Data for this exercise ->
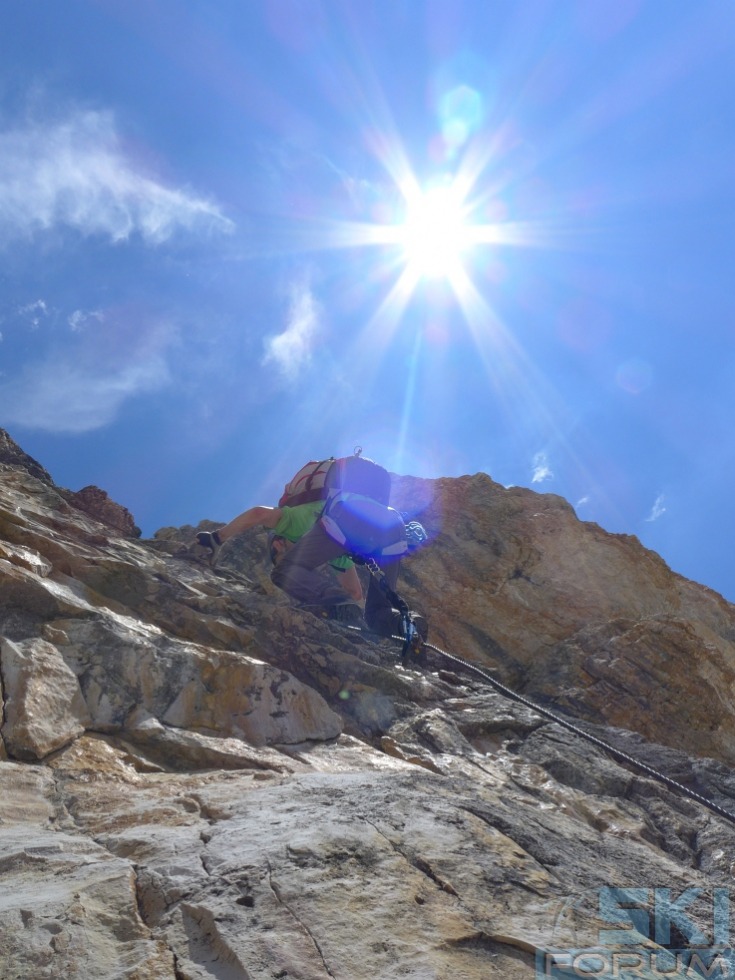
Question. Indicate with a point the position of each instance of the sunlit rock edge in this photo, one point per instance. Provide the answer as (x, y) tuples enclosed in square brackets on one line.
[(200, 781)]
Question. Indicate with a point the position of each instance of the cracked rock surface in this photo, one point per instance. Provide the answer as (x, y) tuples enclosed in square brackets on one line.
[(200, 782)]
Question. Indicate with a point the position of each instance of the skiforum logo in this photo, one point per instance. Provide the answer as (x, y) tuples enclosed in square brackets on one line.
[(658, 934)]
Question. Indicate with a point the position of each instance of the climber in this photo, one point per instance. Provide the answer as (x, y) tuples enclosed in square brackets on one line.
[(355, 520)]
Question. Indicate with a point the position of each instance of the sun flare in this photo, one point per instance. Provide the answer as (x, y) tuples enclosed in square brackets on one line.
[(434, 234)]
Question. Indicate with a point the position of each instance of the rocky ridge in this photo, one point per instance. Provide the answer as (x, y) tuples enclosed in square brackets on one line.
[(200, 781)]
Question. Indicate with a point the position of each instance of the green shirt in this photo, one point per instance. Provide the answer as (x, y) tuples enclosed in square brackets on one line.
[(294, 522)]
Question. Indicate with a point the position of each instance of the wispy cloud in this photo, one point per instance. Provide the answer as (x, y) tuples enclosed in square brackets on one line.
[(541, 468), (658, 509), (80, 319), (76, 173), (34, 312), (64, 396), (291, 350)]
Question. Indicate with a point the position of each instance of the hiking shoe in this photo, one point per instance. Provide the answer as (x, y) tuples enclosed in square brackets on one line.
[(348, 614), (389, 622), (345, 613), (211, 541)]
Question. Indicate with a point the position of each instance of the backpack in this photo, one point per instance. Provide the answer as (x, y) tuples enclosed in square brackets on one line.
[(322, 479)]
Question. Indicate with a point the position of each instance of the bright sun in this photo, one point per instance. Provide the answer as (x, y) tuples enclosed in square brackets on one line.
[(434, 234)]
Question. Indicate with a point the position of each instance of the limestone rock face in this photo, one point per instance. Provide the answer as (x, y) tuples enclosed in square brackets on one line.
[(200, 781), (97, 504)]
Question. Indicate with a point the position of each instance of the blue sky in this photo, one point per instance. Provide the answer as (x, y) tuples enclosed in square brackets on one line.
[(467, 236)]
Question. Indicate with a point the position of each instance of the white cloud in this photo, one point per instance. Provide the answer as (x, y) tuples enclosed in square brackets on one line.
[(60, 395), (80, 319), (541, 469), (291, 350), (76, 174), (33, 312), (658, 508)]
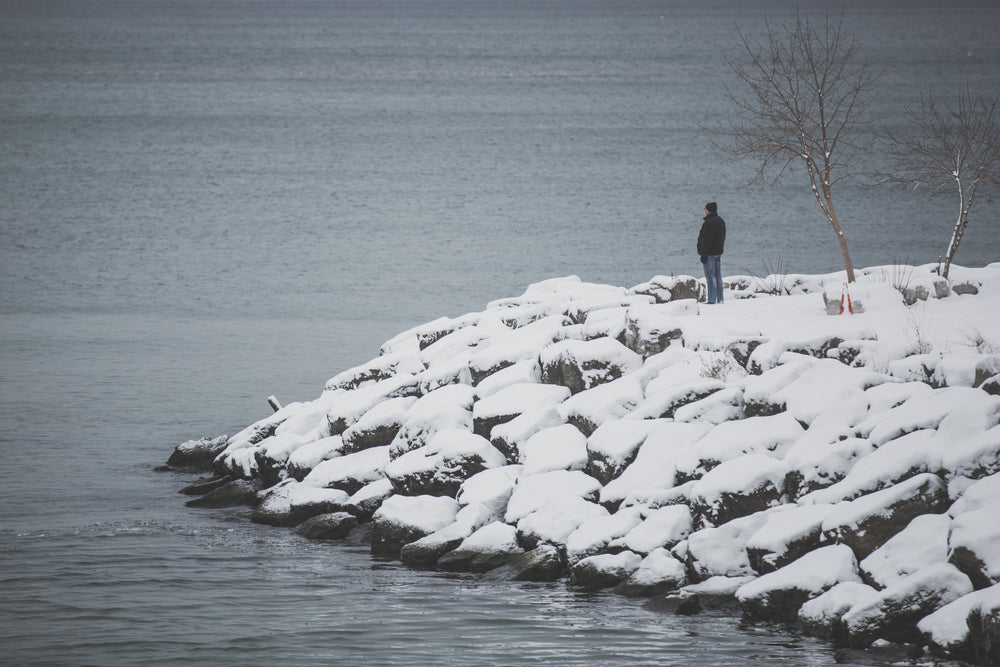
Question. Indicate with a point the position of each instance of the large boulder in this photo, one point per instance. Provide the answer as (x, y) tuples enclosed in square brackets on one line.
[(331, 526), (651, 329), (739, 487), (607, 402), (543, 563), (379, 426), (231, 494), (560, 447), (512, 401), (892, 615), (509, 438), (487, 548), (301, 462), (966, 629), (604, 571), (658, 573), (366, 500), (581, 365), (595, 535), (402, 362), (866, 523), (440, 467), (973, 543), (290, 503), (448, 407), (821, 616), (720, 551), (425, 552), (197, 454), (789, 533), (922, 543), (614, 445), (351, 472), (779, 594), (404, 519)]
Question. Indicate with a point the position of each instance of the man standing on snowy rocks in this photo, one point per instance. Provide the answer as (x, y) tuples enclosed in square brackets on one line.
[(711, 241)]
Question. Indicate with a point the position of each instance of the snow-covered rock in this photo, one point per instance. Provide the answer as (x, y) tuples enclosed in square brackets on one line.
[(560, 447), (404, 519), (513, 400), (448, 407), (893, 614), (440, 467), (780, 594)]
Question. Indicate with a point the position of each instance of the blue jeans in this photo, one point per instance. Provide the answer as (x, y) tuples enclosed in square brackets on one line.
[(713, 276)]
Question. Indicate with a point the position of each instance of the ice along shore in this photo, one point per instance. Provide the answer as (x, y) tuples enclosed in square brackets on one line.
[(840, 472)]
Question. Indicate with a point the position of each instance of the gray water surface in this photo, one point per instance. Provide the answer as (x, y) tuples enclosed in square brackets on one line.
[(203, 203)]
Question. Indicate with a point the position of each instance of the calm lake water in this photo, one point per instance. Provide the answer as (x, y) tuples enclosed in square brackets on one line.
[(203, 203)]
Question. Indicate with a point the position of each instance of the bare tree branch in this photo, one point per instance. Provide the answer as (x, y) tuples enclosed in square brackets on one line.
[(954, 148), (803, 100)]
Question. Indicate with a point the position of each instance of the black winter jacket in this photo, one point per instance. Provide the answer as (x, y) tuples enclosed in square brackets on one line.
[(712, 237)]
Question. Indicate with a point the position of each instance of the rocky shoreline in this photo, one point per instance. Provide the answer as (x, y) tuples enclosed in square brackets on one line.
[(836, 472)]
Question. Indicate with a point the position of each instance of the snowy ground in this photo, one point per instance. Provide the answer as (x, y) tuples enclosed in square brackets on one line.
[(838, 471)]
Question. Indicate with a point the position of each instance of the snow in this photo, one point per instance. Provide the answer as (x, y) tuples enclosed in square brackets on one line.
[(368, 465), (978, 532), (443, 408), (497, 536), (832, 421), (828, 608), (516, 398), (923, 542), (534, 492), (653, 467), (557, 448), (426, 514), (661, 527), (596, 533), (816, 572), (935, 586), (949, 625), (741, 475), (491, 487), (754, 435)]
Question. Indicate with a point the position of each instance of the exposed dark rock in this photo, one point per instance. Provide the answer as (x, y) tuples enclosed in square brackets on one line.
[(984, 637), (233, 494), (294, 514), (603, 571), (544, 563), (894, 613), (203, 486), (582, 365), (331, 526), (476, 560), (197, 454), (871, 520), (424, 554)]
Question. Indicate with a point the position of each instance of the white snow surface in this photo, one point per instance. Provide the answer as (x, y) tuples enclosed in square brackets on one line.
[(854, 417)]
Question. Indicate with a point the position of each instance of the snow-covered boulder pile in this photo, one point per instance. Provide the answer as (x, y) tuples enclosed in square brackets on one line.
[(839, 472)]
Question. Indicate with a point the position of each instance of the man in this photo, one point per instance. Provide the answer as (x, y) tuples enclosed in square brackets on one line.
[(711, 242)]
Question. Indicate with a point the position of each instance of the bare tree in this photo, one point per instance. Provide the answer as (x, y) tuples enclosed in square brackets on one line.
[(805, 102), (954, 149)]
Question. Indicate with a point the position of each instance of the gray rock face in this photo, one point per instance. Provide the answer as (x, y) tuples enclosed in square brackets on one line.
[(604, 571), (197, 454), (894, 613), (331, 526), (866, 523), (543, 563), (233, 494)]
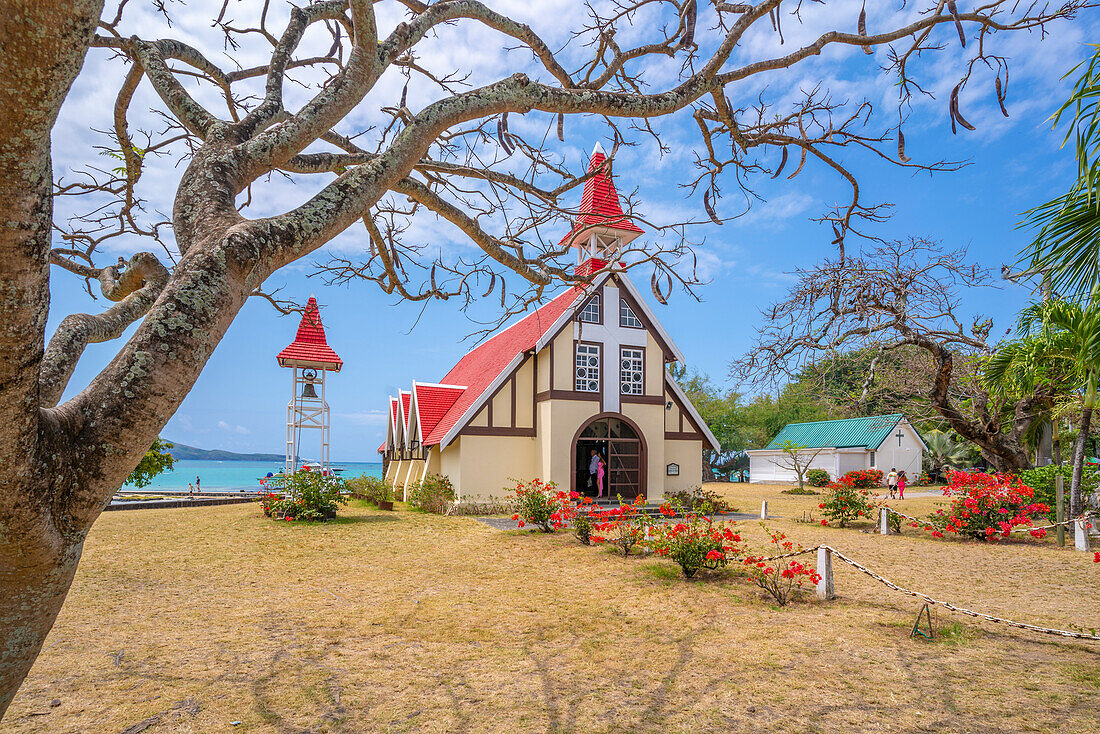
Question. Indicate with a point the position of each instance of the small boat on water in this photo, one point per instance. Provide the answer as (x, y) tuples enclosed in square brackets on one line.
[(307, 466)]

Your instructions ->
No pictures belong in the copy; output every record exactly.

Reply to the task ->
Question. Indicate with a point the position of each instance of the sunlit rock edge in this photo, one point per instance. Provide the answer as (x, y) tuples enclosed in square brackets on one line.
[(200, 781)]
Question. Indicate with a point the position of each instance of the cracked rock surface in this photo, one point per instance. Provide the answer as (x, y) tuples enclosed in square brackets on one line.
[(200, 782)]
Question. Indicate with a point the position of each instance of the skiforum logo in this photo, one point per instance. Provide the answer as (x, y) tuples enclosed in square brackets on one line.
[(658, 934)]
Question. Indicate with a point the position of each instance of the climber in this photo, one point per instance. Provide the answer as (x, y) tuples enclosed in square brackets on one line.
[(355, 520)]
Question. Indicate with a point the position of each instance of the sun flare in this photo, one point per instance. Provide the answer as (x, y) tuples enclosed in square brackets on one line.
[(434, 234)]
Question. Indicate with a point the position of each instance of the rocky ridge in this photo, one point per instance. Provide the answer as (x, y) tuples enclosed in square brackets on one line.
[(200, 781)]
Question. Indicate with a point the position of each instance of the green shirt in this photo, one point per instance. Provide the answer as (x, y) tuples enclosed in square brackets on one line.
[(294, 522)]
Question. Indicate with a point the position of each instance of the wispy cloud in this photo, one point per instance. Provide the answer as (x, y) tuples enclosed in square brackets on one line.
[(541, 468), (658, 509), (80, 319), (76, 173), (34, 312), (64, 396), (291, 350)]
Question. Indicate with a point the position of each instance of the hiking shoe in this photo, one point per instance. Provide the answer as (x, y) tuples enclosed in square brackets on one line.
[(348, 614), (389, 622), (345, 613), (211, 541)]
Question. Indicate with a point the position of each instance of the backpack in this photo, one point per instance. Provide the answer as (x, y) tuples enclosed in square brackets on one line.
[(322, 479)]
Question. Indicate with a point the position of each instance of the bright sun in this photo, one point per instance. Provide the answer as (x, y) tuples enclosed in square brackets on one line.
[(434, 234)]
Question. Indicate with a point the position of each instance of the limestone rock face in this photo, one point per instance. Provide the answer as (x, y) tuples enclosed in square brackets on one line.
[(200, 781), (97, 504)]
Question. Indicate with a point the position of each instance of the blue sky in this photo, one point per instance. Provide the answer as (x, y) tuples enclosed in square brackets on one line.
[(467, 236)]
Question. Indicate with a point the position of each instance of the white cloud in this photo, one point per instance. Provide the answer as (x, y) tuples enclosed in square brackets on one line.
[(60, 395), (80, 319), (541, 469), (291, 350), (76, 174), (33, 312), (658, 508)]
Question. Indicate with a point the position of each instance of the large boulder in this photo, one point per instance. Provide the answer as (x, y) tuples enclosed in square brackets on one line.
[(331, 526), (651, 329), (739, 487), (607, 402), (543, 563), (379, 426), (231, 494), (560, 447), (512, 401), (892, 615), (509, 438), (487, 548), (301, 462), (966, 629), (604, 571), (658, 573), (366, 500), (581, 365), (595, 535), (402, 362), (866, 523), (440, 467), (973, 543), (290, 503), (448, 407), (821, 616), (720, 551), (425, 552), (197, 454), (789, 533), (922, 543), (614, 445), (351, 472), (779, 594), (404, 519)]
Question. Indicate with a point the position of each instance of the man standing on snowy rocks in this photo, one point per instance. Provide the answer as (x, y) tuples enclosed in square brackets on one line.
[(711, 241)]
Question. Indicate with a point the position of each instance of the snow-covered rock in this photo, one point per instance. Provide the answer as (x, y) tuples enclosed in square brackets on one line.
[(560, 447), (404, 519), (513, 400), (448, 407), (893, 614), (440, 467), (780, 594)]
Question. Indicate with a point the position of each instance of the blue jeans in this photo, one point per instance. Provide the answer as (x, y) tuples enclosed in square brackets on one line.
[(713, 276)]
Question. Indicate with a point the position of each instance of the ice along shore in this photo, one point per instance. Provide the answer as (x, y) tuples enclosed in square brackets on one line.
[(840, 472)]
Question. Indicate with a point the position of each instance of the gray water surface in this photo, one point per instance. Provide the answer as (x, y) tuples enclosed in square brackets on one line.
[(203, 203)]
Question. Indicate with a point the position of each instance of the calm lake water in this photo, one point per instance. Provide the answer as (x, y) tuples enclosed in square brackets on one line.
[(203, 203)]
Question. Indicate with a point the position of each instance of the bare tree branch in this photo, one point per instance. Provide the answer as (x, y) tuples enclosed in square brackets on one line.
[(954, 148), (803, 100)]
Question. Indicate with a point the position of each instance of the black winter jacket in this photo, one point per instance. Provide the answer as (x, y) tuples enclosed in square brackets on one line.
[(712, 237)]
Question. Indicate with a point the position of each instance of the rocky shoreline in this photo, one point per instance. Provide the answer as (x, y) tuples enclosed in square brackets on one line.
[(836, 472)]
Question. Indicate with a point the position of each instance of the snowy ground in this photo, one point per instance. Provide the answer as (x, y) tuples enclosed in square brackets on one line.
[(838, 471)]
Question. Indicate with a point the position of each instance of the snow in this photo, one point per instance. Provide the answer as (x, y) tuples enclosed in square brackets on one line.
[(368, 465), (978, 532), (443, 408), (497, 536), (832, 421), (828, 608), (516, 398), (923, 542), (534, 492), (653, 467), (557, 448), (426, 514), (661, 527), (596, 533), (816, 572), (935, 586), (949, 625), (741, 475), (491, 487), (754, 435)]
Question. Indicate with a point the position of each instance of the exposed dark rock in this photo, one point per instance. Provide the answer as (x, y) tuples enclosed in square brackets on one line.
[(984, 637), (233, 494), (294, 514), (603, 571), (544, 563), (894, 613), (203, 486), (582, 365), (331, 526), (476, 560), (197, 454), (871, 520), (424, 554)]
Question. Indicate with a point the position of each instance of the white snow surface in this photo, one point per instance. Provide the answer as (x, y) tuples enclosed in square brackets on one line.
[(854, 417)]
Question. Indicate with a point the position of each instance of the snow-covered boulder pile in this photo, one point per instance. Provide the answer as (x, y) tuples enclosed in square brackets on one line.
[(839, 472)]
Question. Indicate with a point the position of each instance of the man in this photo, one point per instance. Provide the answer as (x, y) tuples enclosed in square brackets on one line.
[(711, 242)]
Question. Indicate with a point the position of each instance of the bare tree in this photo, one point per instance. Provide the answer as (x, y) tuples enclosed in square brackets on one line.
[(805, 102), (954, 149)]
Question. Indicate with a point the position of each instance of the gray rock face in this photo, one point per instance. Provide the answer as (x, y) tuples enclosed in square brackets on one line.
[(604, 571), (197, 454), (894, 613), (331, 526), (866, 523), (543, 563), (233, 494)]
Question. Indicate with a point the position of each instance of the small boat on water in this photo, one point per instance. Provide the answer as (x, y) tuples enclosed in square brackets on one line.
[(307, 466)]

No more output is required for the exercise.